> PROMPT: Print every line of the listing below, starting with the line that holds "Query: black watch strap" and going on through the line that holds "the man's forearm.", both included, and print nothing else.

> SUPPLIED DATA:
=-=-=-=-=
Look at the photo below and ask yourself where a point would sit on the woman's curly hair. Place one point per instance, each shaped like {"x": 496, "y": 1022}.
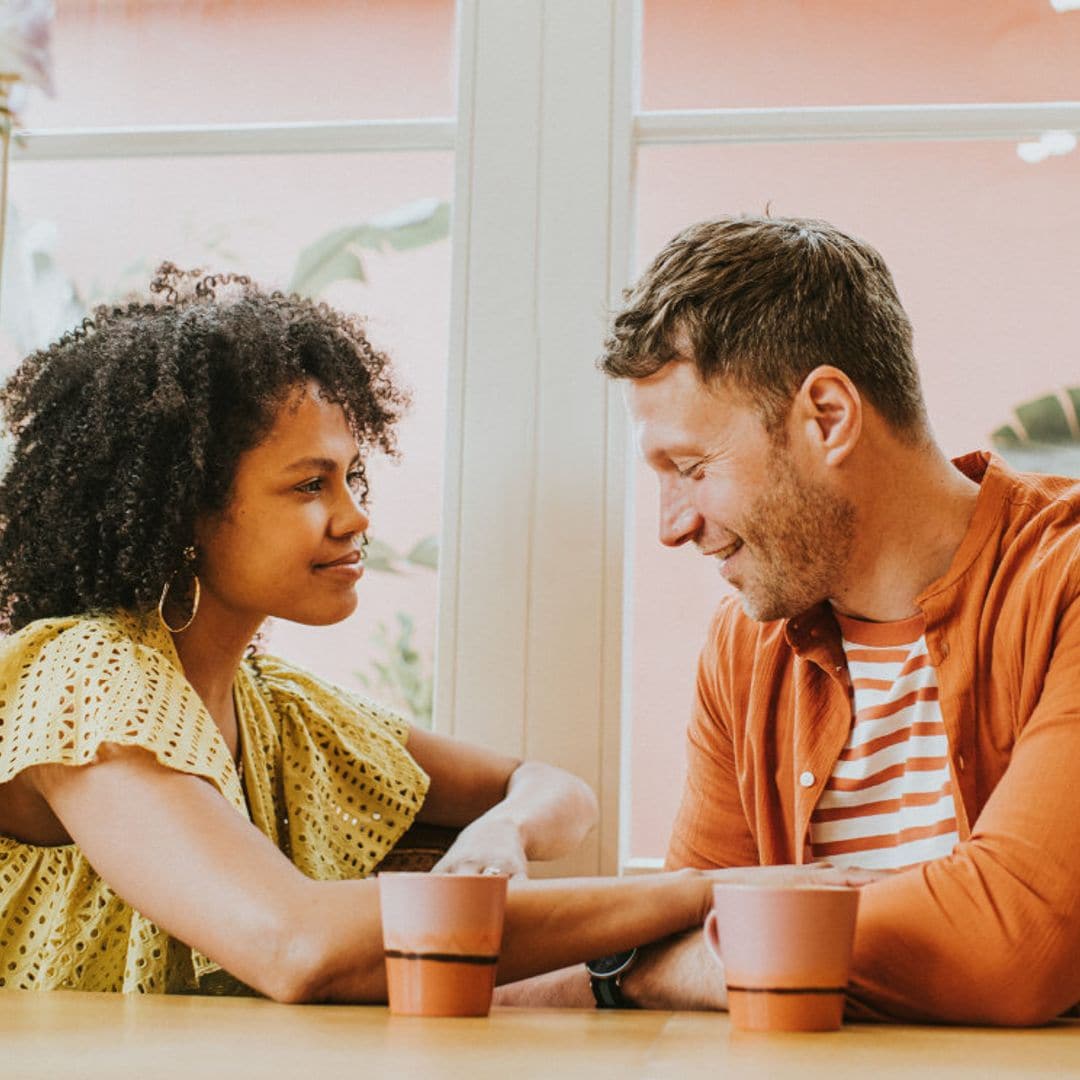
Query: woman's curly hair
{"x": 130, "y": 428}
=-=-=-=-=
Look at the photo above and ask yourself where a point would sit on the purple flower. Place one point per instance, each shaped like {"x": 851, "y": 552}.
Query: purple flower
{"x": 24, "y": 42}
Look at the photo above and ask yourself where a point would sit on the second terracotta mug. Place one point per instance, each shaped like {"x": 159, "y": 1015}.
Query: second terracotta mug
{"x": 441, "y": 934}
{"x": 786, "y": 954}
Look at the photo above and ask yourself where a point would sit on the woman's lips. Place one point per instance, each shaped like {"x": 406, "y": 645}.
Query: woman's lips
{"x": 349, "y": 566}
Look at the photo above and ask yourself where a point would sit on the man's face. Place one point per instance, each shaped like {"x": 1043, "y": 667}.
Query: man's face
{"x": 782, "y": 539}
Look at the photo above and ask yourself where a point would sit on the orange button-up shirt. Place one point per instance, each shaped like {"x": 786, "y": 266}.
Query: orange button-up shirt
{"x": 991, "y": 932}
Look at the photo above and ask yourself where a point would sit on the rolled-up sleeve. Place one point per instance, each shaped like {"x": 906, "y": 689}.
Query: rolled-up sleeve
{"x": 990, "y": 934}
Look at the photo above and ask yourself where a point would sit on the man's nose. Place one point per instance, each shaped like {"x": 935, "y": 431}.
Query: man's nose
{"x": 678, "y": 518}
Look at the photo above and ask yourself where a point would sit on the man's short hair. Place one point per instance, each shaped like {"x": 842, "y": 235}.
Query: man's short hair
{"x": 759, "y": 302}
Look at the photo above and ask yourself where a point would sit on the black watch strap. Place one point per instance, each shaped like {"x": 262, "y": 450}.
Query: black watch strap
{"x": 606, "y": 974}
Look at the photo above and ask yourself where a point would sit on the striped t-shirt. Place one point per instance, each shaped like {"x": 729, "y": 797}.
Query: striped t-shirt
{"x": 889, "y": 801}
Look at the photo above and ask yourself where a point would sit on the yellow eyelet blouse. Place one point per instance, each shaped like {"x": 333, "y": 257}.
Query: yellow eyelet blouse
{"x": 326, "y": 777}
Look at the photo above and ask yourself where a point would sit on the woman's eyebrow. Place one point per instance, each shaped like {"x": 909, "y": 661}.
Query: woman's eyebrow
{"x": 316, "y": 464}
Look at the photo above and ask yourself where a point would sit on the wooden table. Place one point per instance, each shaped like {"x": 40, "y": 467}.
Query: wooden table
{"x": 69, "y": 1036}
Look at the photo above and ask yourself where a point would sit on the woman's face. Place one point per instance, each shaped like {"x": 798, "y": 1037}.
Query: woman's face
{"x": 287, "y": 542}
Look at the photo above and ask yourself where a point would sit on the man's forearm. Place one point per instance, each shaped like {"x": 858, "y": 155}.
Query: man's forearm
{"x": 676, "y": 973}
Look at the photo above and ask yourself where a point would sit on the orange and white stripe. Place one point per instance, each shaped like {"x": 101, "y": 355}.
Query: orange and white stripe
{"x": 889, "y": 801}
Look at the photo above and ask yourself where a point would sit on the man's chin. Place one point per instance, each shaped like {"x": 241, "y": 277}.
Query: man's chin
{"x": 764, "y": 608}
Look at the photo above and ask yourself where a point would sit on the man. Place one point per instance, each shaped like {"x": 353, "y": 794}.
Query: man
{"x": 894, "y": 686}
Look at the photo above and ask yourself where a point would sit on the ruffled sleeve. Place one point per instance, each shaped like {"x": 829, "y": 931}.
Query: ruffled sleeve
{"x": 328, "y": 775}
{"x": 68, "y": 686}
=-=-=-=-=
> SOLUTION BELOW:
Query: black watch strap
{"x": 606, "y": 974}
Look at the photo above and ask yourself where a point would sit on the striped t-shirt. Place one point per instance, each shaped like {"x": 729, "y": 797}.
Query: striped t-shirt
{"x": 889, "y": 801}
Look at the photo above and ask yourself where a point would sit on the yellow eyelet blouse. Place one point per instance, each shaped like {"x": 333, "y": 257}.
Query: yellow eyelet blouse
{"x": 326, "y": 777}
Look at the photo above and ask yourself where a point would sit on the woman's eyebrow. Place one point per instance, each shaped like {"x": 909, "y": 661}.
Query: woman's eyebrow
{"x": 316, "y": 464}
Look at the photo above and ask yourself where a point would sit on the wooden table. Place one point per instance, each shaped like {"x": 40, "y": 467}.
Query: wooden table
{"x": 69, "y": 1036}
Look at the photo above and ask yourself where a point would sit on the woman's face. Place one point per instance, each shaped like {"x": 798, "y": 1037}.
Query: woman's face
{"x": 287, "y": 542}
Look at the photo above and ask yourself where a point would sit on the man's forearm. Place one point per instance, each shaped like {"x": 858, "y": 155}.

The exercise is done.